=== HOW TO COMPLETE THIS TASK ===
Continue the text on Ystrad Peithyll castle, starting right after its final sentence.

=== TEXT PROVIDED ===
▼▼▼

Ystrad Peithyll (also known as Stradpeithyll in the Brut y Tywysogion and Rhosgoch Motte) is the remains of a small 12th-century motte-and-bailey castle on the River Peithyll, near Penrhyn-coch in northern Ceredigion, Wales. The castle was attacked and destroyed by followers of Gruffydd ap Rhys in the early 12th century.

==Geography==
Ystrad Peithyll Castle is located in the community of Trefeurig, northern Ceredigion, Wales. The structure is listed in the Brut y Tywysogion.

The mound on which the castle was situated measures around 20 m in diameter with sides around 3.6 m high. The mound is surrounded by a ditch, up to 15 m wide in places. The Royal Commission on the Ancient and Historical Monuments of Wales notes the possible presence of a counterscarp on the lower ground.

▲▲▲

=== DATA SUPPLIED ===

▼▼▼

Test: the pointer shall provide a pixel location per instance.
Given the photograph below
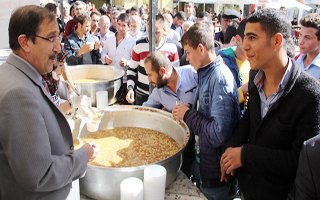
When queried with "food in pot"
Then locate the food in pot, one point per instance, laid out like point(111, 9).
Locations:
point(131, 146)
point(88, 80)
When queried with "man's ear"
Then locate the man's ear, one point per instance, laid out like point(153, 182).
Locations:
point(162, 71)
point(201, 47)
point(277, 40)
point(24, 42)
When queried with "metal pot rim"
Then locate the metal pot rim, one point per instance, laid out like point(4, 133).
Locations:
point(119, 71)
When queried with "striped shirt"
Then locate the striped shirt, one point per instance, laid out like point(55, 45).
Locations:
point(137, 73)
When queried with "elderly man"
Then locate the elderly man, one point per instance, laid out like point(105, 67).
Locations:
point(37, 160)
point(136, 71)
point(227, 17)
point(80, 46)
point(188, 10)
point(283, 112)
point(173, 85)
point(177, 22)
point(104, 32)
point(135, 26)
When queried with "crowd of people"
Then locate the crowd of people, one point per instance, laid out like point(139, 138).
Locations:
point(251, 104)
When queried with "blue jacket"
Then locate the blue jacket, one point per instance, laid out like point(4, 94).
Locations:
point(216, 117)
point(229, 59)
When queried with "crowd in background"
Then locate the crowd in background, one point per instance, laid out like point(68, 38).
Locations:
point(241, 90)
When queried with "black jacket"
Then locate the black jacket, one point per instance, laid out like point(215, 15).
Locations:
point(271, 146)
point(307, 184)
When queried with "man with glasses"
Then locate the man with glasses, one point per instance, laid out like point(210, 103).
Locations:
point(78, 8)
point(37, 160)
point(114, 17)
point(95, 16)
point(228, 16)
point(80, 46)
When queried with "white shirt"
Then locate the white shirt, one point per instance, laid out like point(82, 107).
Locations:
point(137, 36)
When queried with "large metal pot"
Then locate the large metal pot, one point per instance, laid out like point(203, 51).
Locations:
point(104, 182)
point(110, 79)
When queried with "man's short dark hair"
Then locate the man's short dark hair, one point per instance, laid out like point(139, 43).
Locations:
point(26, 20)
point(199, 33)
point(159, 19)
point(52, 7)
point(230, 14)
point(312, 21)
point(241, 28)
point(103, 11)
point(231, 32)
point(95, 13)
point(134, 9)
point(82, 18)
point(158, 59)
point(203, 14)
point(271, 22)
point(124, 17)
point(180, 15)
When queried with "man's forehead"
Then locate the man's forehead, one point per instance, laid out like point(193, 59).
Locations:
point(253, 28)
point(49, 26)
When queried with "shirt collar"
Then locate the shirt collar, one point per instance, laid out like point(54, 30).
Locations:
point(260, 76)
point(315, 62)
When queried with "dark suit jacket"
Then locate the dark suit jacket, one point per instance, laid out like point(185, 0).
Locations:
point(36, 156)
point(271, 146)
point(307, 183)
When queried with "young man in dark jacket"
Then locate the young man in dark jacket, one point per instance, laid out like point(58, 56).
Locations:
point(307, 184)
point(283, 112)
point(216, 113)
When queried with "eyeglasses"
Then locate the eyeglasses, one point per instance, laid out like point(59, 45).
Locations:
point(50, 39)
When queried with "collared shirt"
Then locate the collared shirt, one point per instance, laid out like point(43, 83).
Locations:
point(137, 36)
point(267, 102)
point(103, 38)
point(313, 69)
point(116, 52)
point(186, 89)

▲▲▲
▼▼▼

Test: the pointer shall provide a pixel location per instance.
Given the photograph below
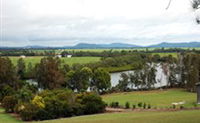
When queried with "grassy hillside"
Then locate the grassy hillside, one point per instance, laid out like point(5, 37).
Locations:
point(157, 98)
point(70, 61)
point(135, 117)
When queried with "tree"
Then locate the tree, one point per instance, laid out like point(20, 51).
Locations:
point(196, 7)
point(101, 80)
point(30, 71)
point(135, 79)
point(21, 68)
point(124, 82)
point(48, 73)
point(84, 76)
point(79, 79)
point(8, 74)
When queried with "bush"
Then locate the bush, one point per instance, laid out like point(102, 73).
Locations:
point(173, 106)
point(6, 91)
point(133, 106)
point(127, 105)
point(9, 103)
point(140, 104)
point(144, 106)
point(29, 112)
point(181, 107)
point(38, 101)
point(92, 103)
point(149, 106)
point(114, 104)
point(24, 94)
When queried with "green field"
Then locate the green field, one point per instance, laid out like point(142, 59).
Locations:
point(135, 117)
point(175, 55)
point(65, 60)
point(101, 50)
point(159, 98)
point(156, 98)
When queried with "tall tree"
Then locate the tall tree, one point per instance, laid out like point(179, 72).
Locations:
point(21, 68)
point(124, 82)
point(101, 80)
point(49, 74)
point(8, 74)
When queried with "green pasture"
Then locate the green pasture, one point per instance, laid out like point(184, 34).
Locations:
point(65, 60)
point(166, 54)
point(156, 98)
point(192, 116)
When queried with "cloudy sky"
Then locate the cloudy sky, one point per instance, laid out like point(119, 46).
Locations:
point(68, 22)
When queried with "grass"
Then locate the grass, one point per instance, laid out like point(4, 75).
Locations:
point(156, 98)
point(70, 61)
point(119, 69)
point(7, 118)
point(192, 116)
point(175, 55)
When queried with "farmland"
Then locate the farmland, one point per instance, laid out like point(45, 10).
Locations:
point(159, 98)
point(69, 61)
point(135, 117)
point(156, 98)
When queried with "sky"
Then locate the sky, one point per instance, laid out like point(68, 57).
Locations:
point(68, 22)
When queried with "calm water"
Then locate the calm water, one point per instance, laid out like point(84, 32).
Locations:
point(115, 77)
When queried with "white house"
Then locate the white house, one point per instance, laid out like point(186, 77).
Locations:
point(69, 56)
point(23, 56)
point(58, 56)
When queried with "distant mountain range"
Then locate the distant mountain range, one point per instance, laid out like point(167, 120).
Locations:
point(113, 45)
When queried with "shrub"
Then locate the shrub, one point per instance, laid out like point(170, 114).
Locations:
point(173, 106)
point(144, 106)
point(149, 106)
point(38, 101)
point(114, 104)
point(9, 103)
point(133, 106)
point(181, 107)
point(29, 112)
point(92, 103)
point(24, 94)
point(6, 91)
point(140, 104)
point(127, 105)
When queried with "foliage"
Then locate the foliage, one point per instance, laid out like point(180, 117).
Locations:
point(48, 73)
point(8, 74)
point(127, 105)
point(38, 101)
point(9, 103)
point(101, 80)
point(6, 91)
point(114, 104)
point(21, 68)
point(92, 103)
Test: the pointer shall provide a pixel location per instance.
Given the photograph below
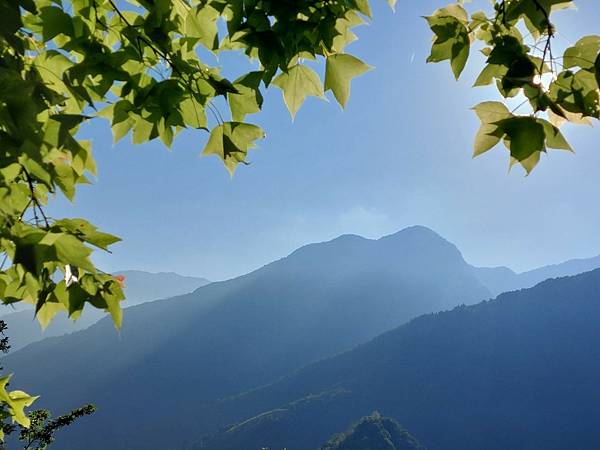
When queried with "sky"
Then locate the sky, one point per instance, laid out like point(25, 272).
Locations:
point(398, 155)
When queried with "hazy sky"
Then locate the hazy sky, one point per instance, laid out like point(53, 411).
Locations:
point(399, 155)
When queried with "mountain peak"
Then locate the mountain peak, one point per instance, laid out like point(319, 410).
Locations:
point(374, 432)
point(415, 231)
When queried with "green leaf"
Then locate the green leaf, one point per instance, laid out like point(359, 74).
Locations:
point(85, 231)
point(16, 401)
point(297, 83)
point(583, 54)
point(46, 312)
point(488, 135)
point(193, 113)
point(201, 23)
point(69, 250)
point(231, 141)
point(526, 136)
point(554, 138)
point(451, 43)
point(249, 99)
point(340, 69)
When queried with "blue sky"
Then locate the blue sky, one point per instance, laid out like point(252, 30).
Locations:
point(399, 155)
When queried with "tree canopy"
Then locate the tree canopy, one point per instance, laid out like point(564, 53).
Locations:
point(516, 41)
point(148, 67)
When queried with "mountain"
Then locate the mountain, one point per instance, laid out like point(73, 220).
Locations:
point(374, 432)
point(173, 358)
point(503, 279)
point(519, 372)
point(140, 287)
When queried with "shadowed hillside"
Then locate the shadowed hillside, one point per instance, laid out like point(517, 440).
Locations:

▲▲▲
▼▼▼

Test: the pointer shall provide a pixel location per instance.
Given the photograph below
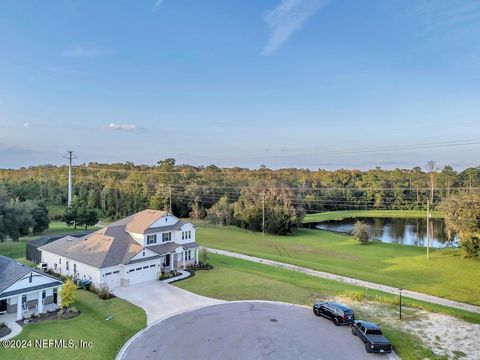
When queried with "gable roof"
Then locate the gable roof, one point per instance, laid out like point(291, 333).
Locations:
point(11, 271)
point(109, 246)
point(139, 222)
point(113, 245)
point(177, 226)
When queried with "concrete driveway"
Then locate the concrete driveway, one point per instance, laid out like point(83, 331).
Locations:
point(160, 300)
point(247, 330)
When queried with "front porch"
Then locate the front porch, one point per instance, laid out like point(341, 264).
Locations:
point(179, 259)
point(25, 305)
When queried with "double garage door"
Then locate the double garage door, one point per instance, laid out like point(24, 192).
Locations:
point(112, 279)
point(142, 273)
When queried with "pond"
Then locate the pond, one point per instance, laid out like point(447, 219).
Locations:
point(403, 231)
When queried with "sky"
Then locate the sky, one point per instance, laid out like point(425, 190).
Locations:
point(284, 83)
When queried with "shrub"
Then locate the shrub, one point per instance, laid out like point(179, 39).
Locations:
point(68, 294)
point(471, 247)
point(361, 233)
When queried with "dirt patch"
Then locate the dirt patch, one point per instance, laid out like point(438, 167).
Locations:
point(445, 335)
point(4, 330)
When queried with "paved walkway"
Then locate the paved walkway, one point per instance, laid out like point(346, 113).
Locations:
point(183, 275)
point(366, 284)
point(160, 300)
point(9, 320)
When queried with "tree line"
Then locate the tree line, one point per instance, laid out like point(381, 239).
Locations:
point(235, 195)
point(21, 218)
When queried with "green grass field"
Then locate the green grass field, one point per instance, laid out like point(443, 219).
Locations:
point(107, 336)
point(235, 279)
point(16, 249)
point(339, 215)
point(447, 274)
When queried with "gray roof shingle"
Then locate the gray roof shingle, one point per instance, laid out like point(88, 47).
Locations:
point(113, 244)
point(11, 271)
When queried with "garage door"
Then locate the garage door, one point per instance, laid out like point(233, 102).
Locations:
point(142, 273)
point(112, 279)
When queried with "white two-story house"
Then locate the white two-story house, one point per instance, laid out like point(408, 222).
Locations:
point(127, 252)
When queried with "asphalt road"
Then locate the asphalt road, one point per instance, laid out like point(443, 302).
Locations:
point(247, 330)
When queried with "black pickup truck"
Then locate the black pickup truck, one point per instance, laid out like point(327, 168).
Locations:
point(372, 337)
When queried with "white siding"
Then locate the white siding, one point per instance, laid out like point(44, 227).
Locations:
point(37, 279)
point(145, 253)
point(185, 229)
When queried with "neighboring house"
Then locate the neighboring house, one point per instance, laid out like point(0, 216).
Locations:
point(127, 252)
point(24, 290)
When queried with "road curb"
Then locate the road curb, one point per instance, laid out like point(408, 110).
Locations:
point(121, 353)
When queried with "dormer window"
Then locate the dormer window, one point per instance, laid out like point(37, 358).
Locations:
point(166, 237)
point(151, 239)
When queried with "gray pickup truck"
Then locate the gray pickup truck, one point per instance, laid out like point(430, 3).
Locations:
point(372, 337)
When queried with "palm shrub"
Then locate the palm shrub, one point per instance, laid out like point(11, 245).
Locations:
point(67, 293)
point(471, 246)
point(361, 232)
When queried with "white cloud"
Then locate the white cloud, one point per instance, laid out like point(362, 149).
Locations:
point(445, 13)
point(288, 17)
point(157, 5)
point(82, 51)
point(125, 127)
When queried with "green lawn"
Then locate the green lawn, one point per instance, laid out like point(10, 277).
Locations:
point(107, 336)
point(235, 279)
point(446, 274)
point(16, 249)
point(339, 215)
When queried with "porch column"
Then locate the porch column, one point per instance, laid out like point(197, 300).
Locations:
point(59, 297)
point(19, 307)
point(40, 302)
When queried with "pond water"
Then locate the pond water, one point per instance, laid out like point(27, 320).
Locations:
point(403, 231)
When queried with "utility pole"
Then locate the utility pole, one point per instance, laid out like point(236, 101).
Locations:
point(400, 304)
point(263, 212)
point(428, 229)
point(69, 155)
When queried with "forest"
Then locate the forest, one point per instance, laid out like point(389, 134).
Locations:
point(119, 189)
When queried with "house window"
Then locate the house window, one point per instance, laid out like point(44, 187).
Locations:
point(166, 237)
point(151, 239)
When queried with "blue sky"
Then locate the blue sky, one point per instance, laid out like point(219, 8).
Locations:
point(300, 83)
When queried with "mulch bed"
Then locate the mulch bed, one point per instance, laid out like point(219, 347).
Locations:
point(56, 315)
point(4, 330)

▲▲▲

=== RESPONSE ===
==History==
Ystrad Peithyll Castle was built in the wake of the Norman occupation of Wales under Henry I. It was inhabited by a steward named Razo (also referred to as Razon or Ralf), under the command of Gilbert Fitz Richard who had been named Lord of Cardigan in 1110. The castle was one of several fortifications attacked in the rebellion led by Gruffydd ap Rhys (1113 or 1116). The structure was surrounded by enemy forces before being overrun. Many of the inhabitants were killed and the castle itself was set on fire and largely destroyed.

Razo himself was at another castle in his possession at the time, Ystrad Antarron, and Gruffydd ap Rhys subsequently turned his attention to there after sacking Ystrad Peithyll.